» **Written exercise**: Carry over every line from the one containing "Coaching analytics dashboard: we need every endless" through the end of the records, requests included, and add 92 to each bounding box coordinate.

» **Record set**:
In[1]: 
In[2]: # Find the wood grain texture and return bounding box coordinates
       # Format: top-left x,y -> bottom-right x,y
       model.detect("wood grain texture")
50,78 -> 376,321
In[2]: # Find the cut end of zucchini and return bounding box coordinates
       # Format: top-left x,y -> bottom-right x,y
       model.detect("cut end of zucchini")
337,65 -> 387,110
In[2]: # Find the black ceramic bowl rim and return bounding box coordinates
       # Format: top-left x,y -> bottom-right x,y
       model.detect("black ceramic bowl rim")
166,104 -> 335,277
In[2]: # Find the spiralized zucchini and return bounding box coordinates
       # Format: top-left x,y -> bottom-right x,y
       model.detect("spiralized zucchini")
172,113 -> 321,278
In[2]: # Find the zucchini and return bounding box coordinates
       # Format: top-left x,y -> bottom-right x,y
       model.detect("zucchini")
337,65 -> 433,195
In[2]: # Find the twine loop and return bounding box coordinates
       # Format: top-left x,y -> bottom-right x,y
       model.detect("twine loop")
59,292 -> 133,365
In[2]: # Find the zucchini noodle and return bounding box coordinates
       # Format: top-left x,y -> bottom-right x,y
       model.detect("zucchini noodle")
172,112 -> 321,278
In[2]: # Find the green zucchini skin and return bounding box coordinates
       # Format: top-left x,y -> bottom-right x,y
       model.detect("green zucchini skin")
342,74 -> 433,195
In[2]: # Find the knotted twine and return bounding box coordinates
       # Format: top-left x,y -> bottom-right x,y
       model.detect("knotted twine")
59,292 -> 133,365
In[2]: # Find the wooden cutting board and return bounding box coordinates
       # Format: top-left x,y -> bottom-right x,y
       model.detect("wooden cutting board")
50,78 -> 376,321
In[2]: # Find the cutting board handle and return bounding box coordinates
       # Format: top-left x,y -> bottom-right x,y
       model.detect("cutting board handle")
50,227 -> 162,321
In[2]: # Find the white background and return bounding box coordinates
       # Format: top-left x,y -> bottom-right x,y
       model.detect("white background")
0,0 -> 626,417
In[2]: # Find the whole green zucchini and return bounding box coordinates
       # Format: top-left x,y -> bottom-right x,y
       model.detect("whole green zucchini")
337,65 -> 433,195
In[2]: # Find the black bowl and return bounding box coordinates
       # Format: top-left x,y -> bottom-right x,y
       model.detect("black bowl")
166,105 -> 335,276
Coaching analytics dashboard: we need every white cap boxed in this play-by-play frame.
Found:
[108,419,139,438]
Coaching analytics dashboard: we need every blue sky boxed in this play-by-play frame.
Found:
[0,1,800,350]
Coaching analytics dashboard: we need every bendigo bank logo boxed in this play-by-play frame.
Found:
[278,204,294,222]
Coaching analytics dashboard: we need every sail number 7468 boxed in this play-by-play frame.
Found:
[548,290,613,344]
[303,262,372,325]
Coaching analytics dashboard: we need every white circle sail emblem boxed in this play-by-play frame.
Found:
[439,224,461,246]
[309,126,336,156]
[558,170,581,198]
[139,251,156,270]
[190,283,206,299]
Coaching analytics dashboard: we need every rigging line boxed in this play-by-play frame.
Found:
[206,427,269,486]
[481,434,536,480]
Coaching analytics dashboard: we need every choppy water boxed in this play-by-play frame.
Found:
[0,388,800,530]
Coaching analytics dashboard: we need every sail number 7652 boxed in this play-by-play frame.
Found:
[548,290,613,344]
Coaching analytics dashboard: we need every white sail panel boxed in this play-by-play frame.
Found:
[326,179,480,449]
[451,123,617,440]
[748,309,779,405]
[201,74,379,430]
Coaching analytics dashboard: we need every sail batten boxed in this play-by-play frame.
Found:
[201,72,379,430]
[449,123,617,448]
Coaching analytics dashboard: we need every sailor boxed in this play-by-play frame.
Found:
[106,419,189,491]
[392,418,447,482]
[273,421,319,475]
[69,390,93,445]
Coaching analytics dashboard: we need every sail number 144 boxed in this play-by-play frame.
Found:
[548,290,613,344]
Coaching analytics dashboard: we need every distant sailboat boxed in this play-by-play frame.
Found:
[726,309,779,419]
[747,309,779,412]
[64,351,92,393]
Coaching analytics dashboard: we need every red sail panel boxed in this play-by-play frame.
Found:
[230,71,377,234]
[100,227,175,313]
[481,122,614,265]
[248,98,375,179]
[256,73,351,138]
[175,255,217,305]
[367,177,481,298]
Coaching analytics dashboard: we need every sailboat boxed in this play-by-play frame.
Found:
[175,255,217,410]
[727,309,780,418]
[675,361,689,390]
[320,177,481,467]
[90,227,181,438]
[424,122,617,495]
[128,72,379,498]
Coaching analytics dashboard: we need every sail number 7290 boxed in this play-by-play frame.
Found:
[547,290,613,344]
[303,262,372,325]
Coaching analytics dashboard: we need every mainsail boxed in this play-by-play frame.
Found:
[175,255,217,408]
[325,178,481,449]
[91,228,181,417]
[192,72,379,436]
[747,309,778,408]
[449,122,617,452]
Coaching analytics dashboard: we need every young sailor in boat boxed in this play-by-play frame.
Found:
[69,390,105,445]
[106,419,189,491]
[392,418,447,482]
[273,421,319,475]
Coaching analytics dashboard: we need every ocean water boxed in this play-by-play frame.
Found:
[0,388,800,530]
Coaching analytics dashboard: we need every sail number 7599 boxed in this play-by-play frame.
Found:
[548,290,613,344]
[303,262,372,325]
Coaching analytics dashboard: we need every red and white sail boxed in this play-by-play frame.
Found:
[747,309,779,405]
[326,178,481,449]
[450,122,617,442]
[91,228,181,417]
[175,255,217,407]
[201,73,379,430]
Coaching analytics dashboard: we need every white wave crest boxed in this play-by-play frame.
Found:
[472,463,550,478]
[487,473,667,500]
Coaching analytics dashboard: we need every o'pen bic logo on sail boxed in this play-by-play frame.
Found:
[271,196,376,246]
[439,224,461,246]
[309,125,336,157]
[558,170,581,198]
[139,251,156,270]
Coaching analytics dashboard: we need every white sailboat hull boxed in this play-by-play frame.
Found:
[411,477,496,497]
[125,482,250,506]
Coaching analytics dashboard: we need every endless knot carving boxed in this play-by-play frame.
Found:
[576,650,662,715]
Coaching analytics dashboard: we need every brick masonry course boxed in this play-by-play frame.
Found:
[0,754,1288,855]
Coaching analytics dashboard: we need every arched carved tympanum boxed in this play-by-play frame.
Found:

» **Worked answer**:
Coaching analytics dashboard: we need every endless knot carving boxed in this play-by-play frame.
Found:
[668,742,754,807]
Coaching analytics dashboard: we need every brick masonry course boxed in this play-by-play frame.
Found:
[92,846,1380,947]
Coaching analytics dashboard: we need every arched carved tympanum boxed in this play-by-play frame.
Found:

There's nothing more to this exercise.